(Dataset records)
===

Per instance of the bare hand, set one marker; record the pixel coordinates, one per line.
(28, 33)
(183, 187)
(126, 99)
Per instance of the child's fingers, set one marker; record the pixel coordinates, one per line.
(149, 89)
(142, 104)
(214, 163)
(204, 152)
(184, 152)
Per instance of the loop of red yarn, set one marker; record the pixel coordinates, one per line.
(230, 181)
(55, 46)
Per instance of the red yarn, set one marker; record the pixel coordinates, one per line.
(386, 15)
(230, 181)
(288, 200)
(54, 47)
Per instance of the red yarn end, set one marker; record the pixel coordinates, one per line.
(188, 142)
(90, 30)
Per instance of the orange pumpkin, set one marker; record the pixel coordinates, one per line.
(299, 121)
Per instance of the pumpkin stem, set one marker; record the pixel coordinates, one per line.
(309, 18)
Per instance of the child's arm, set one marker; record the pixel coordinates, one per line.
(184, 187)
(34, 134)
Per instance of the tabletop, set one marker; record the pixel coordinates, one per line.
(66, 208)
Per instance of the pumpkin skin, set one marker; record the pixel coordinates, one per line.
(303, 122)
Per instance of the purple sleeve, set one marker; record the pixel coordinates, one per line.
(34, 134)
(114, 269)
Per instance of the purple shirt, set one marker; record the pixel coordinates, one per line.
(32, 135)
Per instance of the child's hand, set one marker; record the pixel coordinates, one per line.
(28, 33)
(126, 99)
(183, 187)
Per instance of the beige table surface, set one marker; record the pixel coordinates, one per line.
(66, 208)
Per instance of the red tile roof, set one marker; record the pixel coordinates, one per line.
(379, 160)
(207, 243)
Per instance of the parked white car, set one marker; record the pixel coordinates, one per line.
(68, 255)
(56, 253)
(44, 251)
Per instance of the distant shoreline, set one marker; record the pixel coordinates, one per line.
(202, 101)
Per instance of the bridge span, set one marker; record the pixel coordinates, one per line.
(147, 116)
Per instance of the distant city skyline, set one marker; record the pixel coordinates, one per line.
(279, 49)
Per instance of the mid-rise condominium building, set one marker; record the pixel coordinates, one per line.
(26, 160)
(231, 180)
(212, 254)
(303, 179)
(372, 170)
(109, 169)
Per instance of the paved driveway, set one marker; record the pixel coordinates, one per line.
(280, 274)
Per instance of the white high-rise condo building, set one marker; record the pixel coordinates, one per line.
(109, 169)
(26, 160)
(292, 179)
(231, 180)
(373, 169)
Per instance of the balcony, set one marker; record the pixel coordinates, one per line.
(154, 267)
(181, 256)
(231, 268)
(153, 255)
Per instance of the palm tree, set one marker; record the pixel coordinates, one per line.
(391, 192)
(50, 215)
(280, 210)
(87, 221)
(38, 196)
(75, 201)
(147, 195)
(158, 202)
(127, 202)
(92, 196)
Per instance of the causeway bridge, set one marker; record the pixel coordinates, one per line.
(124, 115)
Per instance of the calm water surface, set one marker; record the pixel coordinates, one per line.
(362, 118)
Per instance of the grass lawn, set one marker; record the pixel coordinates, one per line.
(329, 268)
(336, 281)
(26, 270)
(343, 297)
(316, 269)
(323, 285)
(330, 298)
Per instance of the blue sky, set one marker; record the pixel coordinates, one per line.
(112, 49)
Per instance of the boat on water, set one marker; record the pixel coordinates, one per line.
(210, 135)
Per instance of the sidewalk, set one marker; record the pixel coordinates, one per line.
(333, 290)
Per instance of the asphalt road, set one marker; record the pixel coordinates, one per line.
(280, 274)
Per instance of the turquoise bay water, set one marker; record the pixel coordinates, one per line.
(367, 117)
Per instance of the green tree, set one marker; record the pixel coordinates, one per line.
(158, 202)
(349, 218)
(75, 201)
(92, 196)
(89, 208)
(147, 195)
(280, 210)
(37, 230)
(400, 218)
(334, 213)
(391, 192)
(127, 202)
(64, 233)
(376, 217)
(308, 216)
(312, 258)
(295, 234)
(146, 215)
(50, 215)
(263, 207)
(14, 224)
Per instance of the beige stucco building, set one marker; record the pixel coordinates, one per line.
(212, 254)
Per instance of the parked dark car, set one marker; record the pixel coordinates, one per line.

===

**THE PROBLEM**
Copy out each record word for word.

**TASK RESULT**
Per instance of the bare hand, set one marker; record the pixel coordinates, one per line.
(28, 33)
(183, 187)
(126, 99)
Per instance of the child's fingers, set one marker; record the pixel coordinates, one per line.
(149, 89)
(142, 104)
(214, 163)
(204, 152)
(184, 152)
Per instance of the loop of red yarn, set one marker; record the pixel coordinates, one per line.
(230, 181)
(55, 46)
Per instance of the red yarn, set one marker; record the pixel coordinates, one per line.
(386, 15)
(230, 181)
(288, 200)
(54, 47)
Per instance of the red yarn end, set one marker; record the pixel coordinates, one per line.
(188, 142)
(90, 30)
Per instance of the orange pumpkin, set one marker; record the pixel coordinates, one per line.
(299, 121)
Per instance of the pumpkin stem, set one marker; record the pixel coordinates, one per line.
(309, 18)
Per instance of the child's arm, set one marker; record the pixel coordinates, one per line.
(184, 187)
(34, 134)
Per instance of the tabletop, set one marker; record the pixel coordinates, one per line.
(66, 208)
Per instance of the pumpkin skin, set one marker; record the pixel coordinates, one per line.
(303, 122)
Per instance of the purple sleeve, set one marker; record the pixel coordinates, one per line.
(34, 134)
(114, 269)
Per instance of the purple shirt, set one marker; record the pixel coordinates, one per line.
(32, 135)
Per instance of the child's hand, set one marker; record the pixel coordinates, one per line.
(28, 33)
(126, 99)
(183, 187)
Per instance of the beige table surface, set one marker; record the pixel coordinates, one per line.
(66, 208)
Per instance of the red tile roof, set one marker; record the pixel coordinates, one per line.
(379, 160)
(207, 243)
Per instance of the parked white car, set one marker; record the pixel coordinates, one per line.
(68, 255)
(56, 253)
(44, 251)
Per instance of the distant shoreline, set one marker; record the pixel coordinates, one per line.
(202, 101)
Per instance of the bridge span, set one marker; record the pixel coordinates, one per line.
(147, 116)
Per instance of the distant city skyline, set one marker; record the pixel coordinates, one per line.
(279, 49)
Per instance of the mid-rise condominium building, set one marker; record the pixel coordinates, one per line.
(26, 160)
(231, 180)
(212, 254)
(303, 179)
(372, 170)
(109, 169)
Per instance of the paved driveway, set one marker; record the pixel coordinates, one per line.
(280, 274)
Per instance of the white high-rise condo building, set one marker; record the pixel coordinates, one per line.
(109, 169)
(26, 160)
(292, 179)
(231, 180)
(373, 169)
Per instance of the balcony, set one marker; record the pixel coordinates, one per line.
(154, 267)
(181, 256)
(231, 268)
(153, 255)
Per instance of the palm tree, set one marker; record the pixel coordinates, one per line.
(391, 192)
(50, 215)
(280, 210)
(87, 221)
(38, 196)
(75, 201)
(147, 195)
(158, 202)
(127, 202)
(92, 196)
Per instance of the causeway bridge, set one marker; record the pixel coordinates, one per line.
(124, 115)
Per instance of the calm water surface, set one marker; record the pixel coordinates, one per line.
(362, 118)
Per instance of the grass lawn, set one marker; record the pixel coordinates, one per line.
(329, 268)
(336, 281)
(26, 270)
(343, 297)
(316, 269)
(323, 285)
(330, 298)
Per instance of the blue sky, set one marker; record the pixel coordinates, one per line.
(112, 49)
Per instance of the boat on water, set one marker; record the pixel coordinates, one per line.
(210, 135)
Per instance of the sidewalk, set one marker; record the pixel coordinates, one per line.
(333, 290)
Per instance of the asphalt road, set one marker; record the pixel coordinates, one per line.
(280, 274)
Per instance of the turquoise bay water, set one marker; record the pixel coordinates, one per line.
(367, 117)
Per instance of the green tree, set one marker; record the pixel coordinates, one per line.
(158, 202)
(349, 218)
(75, 201)
(92, 196)
(89, 208)
(147, 195)
(280, 210)
(37, 230)
(400, 218)
(334, 213)
(391, 192)
(127, 202)
(64, 233)
(376, 217)
(308, 216)
(312, 258)
(295, 234)
(146, 215)
(50, 215)
(263, 207)
(14, 224)
Per instance of the beige stucco building, set one marker; record the pixel coordinates, one per line.
(212, 254)
Per instance of the parked dark car, set one marker; record the pixel coordinates, one per line.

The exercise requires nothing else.